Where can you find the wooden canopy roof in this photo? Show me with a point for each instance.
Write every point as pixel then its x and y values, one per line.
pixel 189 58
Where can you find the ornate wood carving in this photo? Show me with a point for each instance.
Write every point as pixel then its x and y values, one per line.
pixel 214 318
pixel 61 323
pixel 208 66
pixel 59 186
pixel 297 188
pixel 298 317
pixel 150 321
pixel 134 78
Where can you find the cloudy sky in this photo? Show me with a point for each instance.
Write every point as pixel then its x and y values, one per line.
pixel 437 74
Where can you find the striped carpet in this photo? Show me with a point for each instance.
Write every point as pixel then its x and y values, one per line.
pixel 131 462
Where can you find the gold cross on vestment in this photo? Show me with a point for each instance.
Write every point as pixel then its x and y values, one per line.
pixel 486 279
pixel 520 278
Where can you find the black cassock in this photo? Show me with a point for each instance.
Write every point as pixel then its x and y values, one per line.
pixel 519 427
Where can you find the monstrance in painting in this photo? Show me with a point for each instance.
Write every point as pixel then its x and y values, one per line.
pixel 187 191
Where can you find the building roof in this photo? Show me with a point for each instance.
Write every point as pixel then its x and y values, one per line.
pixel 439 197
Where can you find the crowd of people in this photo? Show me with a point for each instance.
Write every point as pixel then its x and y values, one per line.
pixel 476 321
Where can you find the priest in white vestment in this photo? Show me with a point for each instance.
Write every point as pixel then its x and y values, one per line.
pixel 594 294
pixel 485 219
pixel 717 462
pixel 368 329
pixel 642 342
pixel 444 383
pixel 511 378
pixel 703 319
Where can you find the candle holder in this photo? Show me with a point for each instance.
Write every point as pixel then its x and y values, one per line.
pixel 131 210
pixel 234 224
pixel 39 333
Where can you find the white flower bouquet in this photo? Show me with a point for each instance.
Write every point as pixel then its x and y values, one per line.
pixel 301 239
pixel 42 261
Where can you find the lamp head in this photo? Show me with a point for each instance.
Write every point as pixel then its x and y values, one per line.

EXERCISE DESCRIPTION: Please copy all of the data above exactly.

SOLUTION TO THIS PROBLEM:
Where can you find the wooden canopy roof in this photo? Show me with a point for each instance.
Write every point as pixel then its x and y values, one per line.
pixel 189 58
Where can you find the ornate wood carving in this photo? Show me with a point for each instance.
Write every point as pixel then its x and y values, one per line.
pixel 214 318
pixel 61 323
pixel 208 66
pixel 59 186
pixel 297 188
pixel 298 317
pixel 150 321
pixel 134 78
Where can you find the cloudy sky in this photo? Show me with a point for each instance.
Write every point as pixel then its x and y values, one per line.
pixel 437 74
Where can you find the striped carpet in this photo? Show me with a point for each instance.
Write every point as pixel then its x and y values, one per line.
pixel 131 462
Where can you find the gold cross on vestment in this photo? Show me with a point for each instance.
Write every point as pixel then its x and y values, one per line.
pixel 486 279
pixel 520 278
Where can you find the black cassock in this photo? Show me with a point for each instance.
Write every point as pixel then its x and y values, one per line.
pixel 519 427
Where can you find the monstrance in painting in this photo? Show me with a point for each instance.
Write every point as pixel then its x and y values, one per line.
pixel 187 191
Where can you find the building roof in this photo? Show me with a point for each instance.
Write every point as pixel then its x and y values, one per line.
pixel 439 197
Where can you find the crowd of people in this photo? Show me with a point for each instance.
Write every point as pixel then its x and y values, one per line.
pixel 476 321
Where can you find the priest in white vestment in this photo? Show me with a point for each instance.
Write every point as pixel then its x and y values, one per line.
pixel 594 294
pixel 485 219
pixel 717 462
pixel 368 329
pixel 642 342
pixel 444 383
pixel 511 378
pixel 703 319
Where can you find the candle holder in this photo? Show me with a point for each instance.
Write every point as pixel then its x and y values, one per line.
pixel 131 210
pixel 234 224
pixel 39 333
Where can you find the white flower bouquet in this photo? Show me with a point for each instance.
Write every point as pixel then its x and y values, one per line.
pixel 301 239
pixel 42 261
Where can you find the lamp head in this photo? Show me with a point for each instance.
Write every point as pixel then its x and y values, one per line.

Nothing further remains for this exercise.